Stored records ::
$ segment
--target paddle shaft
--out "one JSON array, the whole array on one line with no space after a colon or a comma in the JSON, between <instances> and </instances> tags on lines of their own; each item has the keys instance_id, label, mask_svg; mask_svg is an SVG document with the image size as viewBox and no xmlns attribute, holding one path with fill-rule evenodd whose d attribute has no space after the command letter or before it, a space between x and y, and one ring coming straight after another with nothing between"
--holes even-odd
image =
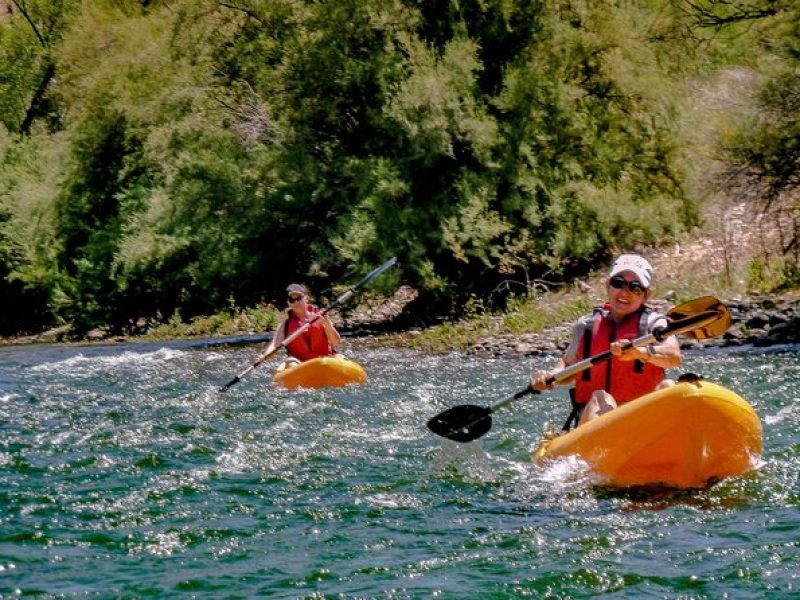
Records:
<instances>
[{"instance_id":1,"label":"paddle shaft","mask_svg":"<svg viewBox=\"0 0 800 600\"><path fill-rule=\"evenodd\" d=\"M333 305L331 305L330 308L333 308ZM278 346L277 348L273 348L272 350L270 350L266 354L263 354L262 356L259 356L258 359L252 365L247 367L244 371L242 371L236 377L234 377L228 383L226 383L222 387L221 391L224 392L229 387L239 383L242 380L242 377L247 375L250 371L255 369L258 365L260 365L260 364L266 362L267 360L269 360L269 358L271 356L273 356L276 352L278 352L278 350L280 350L281 348L285 348L288 344L291 344L298 336L302 335L304 331L306 331L309 327L311 327L312 323L314 323L322 315L324 315L326 312L328 312L328 310L329 309L324 309L324 310L321 310L320 312L316 313L314 315L314 317L310 321L308 321L307 323L304 323L302 327L300 327L298 330L296 330L294 333L292 333L292 335L290 335L285 340L283 340L283 342L281 342L280 346Z\"/></svg>"},{"instance_id":2,"label":"paddle shaft","mask_svg":"<svg viewBox=\"0 0 800 600\"><path fill-rule=\"evenodd\" d=\"M361 286L363 286L367 282L375 279L378 275L383 273L386 269L388 269L390 267L393 267L396 263L397 263L397 257L393 256L392 258L387 260L385 263L383 263L380 267L377 267L377 268L373 269L372 271L370 271L369 273L367 273L361 279L361 281L359 281L355 285L351 285L349 288L347 288L347 290L343 294L341 294L338 298L336 298L336 300L331 302L330 306L328 306L327 308L323 308L321 311L319 311L318 313L314 314L314 316L311 318L310 321L308 321L307 323L304 323L302 327L300 327L297 331L295 331L290 336L288 336L286 339L284 339L277 348L273 348L270 352L267 352L266 354L258 357L258 359L252 365L247 367L244 371L239 373L236 377L234 377L228 383L226 383L224 386L222 386L222 388L220 388L220 391L224 392L225 390L227 390L231 386L239 383L242 380L242 377L247 375L250 371L255 369L258 365L263 364L264 362L266 362L271 356L273 356L276 352L278 352L278 350L280 350L281 348L285 348L287 345L291 344L295 339L297 339L299 336L301 336L309 327L311 327L311 325L314 324L314 322L317 319L323 317L324 315L326 315L328 313L329 310L339 306L342 302L348 300L350 298L350 296L352 296L353 294L356 293L356 290L358 290L358 288L360 288Z\"/></svg>"},{"instance_id":3,"label":"paddle shaft","mask_svg":"<svg viewBox=\"0 0 800 600\"><path fill-rule=\"evenodd\" d=\"M637 346L647 346L655 341L663 341L667 336L680 333L691 333L695 339L708 339L720 335L731 325L731 316L727 307L712 296L704 296L685 302L671 309L667 314L667 325L657 327L651 334L642 336L622 347L622 352ZM562 383L577 373L609 360L614 356L609 348L596 356L586 358L562 369L545 379L548 387ZM501 400L491 406L462 404L453 406L428 420L428 429L436 435L455 442L471 442L483 436L492 426L492 413L497 409L518 400L527 394L538 394L532 386L520 390L513 396Z\"/></svg>"},{"instance_id":4,"label":"paddle shaft","mask_svg":"<svg viewBox=\"0 0 800 600\"><path fill-rule=\"evenodd\" d=\"M691 331L696 327L699 327L703 323L709 322L713 319L719 317L719 313L717 311L705 311L699 313L697 315L692 315L690 317L684 317L674 323L670 323L669 325L665 325L663 327L657 327L653 333L649 333L647 335L643 335L642 337L636 338L632 342L628 342L622 347L622 351L625 352L630 350L631 348L641 348L642 346L649 346L653 342L661 342L664 341L670 335L677 335L679 333L685 333L687 331ZM614 355L612 354L611 350L606 350L601 352L600 354L596 354L594 356L590 356L589 358L585 358L579 362L576 362L565 369L562 369L558 373L555 373L548 377L545 380L545 384L551 386L553 384L561 383L566 381L573 376L577 375L578 373L585 371L586 369L591 369L598 363L605 362L610 360ZM490 412L496 411L498 408L502 408L506 404L510 404L514 400L519 400L523 396L528 394L539 394L539 390L535 390L532 387L528 386L524 390L518 391L513 396L510 396L504 400L500 400L495 404L492 404L489 408Z\"/></svg>"}]
</instances>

INSTRUCTIONS FOR THE TASK :: Gather each line in the data that holds the string "instances".

SOLVED EXERCISE ::
--out "one JSON array, the whole array on one line with no space after a colon or a comma in the JSON, between <instances> and </instances> tags on lines of their own; each item has the keys instance_id, label, mask_svg; mask_svg is an SVG document with the image size as viewBox and no xmlns attribute, holding one path with fill-rule evenodd whose d attribute has no space after the command letter or before it, a space between x and y, and one ring coming straight after another with nothing between"
<instances>
</instances>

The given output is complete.